* [Required action]: If a line in the records below contains the word "banner", copy it.

* [Material provided]:
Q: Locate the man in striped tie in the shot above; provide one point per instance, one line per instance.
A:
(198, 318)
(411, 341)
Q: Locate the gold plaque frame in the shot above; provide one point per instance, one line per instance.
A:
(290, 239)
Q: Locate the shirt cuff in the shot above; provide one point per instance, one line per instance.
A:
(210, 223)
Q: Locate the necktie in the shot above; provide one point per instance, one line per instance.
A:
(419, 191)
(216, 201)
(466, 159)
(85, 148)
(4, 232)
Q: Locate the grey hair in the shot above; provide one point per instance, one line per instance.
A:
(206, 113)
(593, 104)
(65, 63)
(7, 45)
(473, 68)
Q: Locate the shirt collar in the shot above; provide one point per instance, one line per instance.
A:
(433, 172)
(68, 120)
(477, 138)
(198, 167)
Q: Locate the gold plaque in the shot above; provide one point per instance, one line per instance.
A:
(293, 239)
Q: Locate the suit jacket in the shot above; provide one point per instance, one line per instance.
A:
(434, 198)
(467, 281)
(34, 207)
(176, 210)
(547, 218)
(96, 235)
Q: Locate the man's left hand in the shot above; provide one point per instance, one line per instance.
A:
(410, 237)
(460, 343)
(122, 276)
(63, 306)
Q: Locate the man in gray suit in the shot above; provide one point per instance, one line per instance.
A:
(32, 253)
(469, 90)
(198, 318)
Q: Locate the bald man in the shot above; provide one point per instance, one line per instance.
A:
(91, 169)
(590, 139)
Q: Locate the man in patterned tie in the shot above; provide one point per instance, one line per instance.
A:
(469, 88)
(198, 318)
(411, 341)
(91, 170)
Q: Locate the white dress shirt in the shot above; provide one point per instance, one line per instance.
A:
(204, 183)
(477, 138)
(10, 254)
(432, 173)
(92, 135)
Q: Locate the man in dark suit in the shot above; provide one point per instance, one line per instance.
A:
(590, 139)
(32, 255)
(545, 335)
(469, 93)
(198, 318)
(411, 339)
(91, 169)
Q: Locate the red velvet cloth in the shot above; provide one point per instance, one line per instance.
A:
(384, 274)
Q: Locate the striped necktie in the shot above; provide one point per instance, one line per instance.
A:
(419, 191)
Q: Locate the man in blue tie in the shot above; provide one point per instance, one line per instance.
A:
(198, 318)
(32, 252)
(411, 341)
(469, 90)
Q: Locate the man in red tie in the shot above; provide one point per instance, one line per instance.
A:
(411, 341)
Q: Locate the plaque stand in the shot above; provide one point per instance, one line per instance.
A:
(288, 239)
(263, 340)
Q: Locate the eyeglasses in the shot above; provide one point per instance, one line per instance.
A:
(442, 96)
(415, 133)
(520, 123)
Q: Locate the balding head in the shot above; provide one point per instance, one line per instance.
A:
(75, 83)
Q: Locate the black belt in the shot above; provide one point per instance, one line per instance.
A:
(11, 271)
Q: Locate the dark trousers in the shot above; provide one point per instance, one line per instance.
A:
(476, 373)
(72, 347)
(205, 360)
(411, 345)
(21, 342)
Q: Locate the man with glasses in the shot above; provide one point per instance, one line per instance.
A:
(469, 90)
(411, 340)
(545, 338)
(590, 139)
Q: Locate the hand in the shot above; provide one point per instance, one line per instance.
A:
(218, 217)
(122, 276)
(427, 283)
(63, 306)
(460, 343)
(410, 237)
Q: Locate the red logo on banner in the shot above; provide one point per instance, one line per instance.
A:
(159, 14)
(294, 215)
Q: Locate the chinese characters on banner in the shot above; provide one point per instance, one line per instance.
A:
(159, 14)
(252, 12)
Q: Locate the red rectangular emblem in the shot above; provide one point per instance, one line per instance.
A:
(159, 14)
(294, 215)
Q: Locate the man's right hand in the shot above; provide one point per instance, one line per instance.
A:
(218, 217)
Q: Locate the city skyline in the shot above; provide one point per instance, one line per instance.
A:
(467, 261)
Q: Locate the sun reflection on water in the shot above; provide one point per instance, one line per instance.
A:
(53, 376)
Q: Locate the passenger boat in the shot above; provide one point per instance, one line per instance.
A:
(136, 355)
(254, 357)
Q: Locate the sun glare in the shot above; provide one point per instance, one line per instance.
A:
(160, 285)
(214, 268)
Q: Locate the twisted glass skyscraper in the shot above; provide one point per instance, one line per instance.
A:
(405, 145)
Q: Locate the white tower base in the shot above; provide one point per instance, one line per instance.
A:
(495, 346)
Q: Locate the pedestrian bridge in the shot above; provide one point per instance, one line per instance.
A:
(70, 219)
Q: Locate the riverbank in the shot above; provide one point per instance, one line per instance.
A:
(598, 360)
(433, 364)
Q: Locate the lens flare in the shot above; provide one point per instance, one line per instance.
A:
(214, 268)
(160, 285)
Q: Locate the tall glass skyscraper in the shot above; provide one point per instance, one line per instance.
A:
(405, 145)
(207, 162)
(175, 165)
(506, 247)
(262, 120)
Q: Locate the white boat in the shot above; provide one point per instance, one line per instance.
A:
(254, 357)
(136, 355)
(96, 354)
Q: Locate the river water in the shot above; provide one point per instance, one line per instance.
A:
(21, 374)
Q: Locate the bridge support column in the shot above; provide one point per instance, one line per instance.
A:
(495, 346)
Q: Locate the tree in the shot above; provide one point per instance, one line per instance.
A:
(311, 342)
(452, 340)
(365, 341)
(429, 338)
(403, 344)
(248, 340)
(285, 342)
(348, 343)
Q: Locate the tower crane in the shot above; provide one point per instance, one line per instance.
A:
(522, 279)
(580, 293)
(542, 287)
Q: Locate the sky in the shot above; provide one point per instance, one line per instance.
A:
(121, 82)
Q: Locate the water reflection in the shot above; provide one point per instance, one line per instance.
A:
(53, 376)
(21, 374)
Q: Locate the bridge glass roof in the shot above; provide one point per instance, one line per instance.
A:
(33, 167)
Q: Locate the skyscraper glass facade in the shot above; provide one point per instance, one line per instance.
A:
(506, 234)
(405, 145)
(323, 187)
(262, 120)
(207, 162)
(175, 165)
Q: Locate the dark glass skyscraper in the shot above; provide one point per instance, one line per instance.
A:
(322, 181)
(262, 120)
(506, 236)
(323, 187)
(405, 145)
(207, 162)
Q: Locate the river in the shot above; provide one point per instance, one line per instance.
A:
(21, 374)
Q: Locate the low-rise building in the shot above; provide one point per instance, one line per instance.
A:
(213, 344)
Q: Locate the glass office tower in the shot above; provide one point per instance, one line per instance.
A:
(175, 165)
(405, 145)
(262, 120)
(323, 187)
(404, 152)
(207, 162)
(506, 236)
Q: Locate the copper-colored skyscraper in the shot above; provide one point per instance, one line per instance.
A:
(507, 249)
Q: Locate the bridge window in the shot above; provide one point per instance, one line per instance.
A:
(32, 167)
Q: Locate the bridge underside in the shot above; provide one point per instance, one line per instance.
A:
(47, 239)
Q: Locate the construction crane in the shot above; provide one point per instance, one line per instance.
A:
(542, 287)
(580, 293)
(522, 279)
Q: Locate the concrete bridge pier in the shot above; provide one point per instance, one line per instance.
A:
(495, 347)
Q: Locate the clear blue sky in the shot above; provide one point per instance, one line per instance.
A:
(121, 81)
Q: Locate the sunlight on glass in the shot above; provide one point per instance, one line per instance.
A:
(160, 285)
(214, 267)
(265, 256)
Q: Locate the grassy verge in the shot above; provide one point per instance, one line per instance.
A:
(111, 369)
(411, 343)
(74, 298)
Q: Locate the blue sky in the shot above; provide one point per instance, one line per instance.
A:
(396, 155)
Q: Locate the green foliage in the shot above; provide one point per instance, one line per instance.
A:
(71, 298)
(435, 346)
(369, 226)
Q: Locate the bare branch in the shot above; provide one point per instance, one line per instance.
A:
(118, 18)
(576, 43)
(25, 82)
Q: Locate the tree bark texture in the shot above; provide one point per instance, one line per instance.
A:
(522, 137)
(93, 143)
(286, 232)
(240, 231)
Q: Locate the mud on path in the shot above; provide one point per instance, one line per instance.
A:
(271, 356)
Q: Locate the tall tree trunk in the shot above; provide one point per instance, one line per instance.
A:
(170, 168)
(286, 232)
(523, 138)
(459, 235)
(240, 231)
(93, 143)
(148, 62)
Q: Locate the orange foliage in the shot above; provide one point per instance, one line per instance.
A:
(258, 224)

--

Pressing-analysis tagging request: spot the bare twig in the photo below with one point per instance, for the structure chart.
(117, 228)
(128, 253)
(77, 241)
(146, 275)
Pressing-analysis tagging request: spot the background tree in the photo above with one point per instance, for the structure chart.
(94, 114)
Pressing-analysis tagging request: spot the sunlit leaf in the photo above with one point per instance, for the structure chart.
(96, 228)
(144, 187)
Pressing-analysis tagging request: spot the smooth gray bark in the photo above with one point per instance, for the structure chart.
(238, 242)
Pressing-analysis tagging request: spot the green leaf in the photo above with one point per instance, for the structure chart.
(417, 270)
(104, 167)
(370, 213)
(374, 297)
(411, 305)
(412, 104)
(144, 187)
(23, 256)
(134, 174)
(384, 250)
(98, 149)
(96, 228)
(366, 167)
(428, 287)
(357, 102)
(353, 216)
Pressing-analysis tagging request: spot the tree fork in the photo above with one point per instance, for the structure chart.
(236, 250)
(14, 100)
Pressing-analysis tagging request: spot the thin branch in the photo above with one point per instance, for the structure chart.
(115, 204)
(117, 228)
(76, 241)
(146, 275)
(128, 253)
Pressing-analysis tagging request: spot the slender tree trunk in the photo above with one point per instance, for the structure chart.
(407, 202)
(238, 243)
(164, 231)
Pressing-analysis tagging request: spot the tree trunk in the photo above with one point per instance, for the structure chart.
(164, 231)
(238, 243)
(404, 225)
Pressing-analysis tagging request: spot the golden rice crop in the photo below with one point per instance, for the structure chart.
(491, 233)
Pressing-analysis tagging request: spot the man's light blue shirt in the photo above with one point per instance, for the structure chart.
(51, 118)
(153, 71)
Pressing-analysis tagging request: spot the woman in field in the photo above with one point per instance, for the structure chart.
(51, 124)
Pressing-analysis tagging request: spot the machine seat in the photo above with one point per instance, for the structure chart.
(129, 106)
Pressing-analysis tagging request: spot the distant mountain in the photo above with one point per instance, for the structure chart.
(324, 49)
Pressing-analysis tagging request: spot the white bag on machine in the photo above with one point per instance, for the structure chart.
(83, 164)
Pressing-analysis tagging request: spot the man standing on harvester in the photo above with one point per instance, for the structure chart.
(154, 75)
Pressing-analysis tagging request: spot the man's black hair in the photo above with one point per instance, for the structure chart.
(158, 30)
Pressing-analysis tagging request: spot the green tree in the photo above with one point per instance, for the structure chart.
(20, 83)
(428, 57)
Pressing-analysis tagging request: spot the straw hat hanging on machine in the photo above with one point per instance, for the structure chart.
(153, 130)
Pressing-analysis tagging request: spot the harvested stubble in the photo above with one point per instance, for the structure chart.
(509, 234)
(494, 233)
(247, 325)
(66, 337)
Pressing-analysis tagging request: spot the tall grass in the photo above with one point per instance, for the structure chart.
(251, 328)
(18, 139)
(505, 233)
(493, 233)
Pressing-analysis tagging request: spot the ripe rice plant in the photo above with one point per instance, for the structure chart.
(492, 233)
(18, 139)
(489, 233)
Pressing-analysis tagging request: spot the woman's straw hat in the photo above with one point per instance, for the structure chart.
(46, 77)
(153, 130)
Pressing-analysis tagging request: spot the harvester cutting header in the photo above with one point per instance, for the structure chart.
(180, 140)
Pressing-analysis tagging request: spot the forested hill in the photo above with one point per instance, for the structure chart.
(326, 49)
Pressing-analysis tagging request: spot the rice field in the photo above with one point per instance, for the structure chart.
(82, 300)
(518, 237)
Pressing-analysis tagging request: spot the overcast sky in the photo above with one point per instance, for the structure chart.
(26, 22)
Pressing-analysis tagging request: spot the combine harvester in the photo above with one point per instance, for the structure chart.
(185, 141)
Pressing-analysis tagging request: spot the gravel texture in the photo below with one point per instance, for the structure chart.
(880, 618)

---

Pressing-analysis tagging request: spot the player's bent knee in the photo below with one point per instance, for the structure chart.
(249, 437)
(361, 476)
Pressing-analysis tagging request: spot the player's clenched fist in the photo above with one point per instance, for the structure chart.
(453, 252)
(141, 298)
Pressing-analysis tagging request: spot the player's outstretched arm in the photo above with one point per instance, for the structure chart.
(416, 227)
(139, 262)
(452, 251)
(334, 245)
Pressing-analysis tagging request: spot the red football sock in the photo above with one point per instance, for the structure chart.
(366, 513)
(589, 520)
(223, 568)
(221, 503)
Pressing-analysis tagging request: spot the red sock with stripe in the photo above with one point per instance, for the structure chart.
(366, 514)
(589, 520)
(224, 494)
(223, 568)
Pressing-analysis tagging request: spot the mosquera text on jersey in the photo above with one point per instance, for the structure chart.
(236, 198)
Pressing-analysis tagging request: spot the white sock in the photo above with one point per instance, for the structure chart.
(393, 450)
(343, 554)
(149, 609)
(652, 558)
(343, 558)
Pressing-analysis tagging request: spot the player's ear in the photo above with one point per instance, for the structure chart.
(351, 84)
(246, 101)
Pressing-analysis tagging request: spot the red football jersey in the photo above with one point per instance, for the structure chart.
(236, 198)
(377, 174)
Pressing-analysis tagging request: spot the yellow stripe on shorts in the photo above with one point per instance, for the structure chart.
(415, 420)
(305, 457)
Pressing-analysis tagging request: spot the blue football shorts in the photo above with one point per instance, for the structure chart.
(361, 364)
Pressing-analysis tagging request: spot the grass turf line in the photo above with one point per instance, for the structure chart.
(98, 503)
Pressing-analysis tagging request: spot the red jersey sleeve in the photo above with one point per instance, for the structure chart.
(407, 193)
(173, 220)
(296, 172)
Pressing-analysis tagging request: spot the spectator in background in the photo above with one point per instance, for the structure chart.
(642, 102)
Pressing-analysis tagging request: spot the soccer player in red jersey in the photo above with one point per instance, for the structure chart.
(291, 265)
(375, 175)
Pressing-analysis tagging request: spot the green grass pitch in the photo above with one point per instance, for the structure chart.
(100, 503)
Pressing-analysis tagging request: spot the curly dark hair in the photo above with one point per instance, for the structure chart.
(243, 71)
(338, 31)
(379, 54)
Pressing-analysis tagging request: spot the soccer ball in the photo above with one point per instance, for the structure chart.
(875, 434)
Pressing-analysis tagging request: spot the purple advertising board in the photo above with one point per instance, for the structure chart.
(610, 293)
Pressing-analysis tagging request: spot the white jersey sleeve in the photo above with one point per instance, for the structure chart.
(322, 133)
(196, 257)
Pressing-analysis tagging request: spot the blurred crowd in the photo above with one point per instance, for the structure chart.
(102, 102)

* [Written answer]:
Q: Locate the red logo on banner in the shot above; provide one point per instance, one line per instance.
Q: Locate the chinese characters on banner in the shot above; provide one point per instance, one line per instance.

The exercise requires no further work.